## [Data for analysis]

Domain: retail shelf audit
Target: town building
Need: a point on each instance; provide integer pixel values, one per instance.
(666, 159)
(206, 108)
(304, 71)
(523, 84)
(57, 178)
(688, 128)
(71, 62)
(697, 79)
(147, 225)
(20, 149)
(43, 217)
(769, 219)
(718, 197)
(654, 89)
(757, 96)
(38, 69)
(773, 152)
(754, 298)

## [Requirement]
Set down the entries verbatim, leaving none out.

## [Final answer]
Domain: retail shelf audit
Target: town building
Need: a point on each instance; provide integer pixel values, one per instance.
(666, 159)
(206, 108)
(304, 71)
(523, 84)
(57, 178)
(688, 128)
(71, 62)
(697, 79)
(147, 225)
(20, 149)
(43, 217)
(769, 219)
(718, 197)
(654, 89)
(757, 96)
(38, 69)
(773, 152)
(754, 298)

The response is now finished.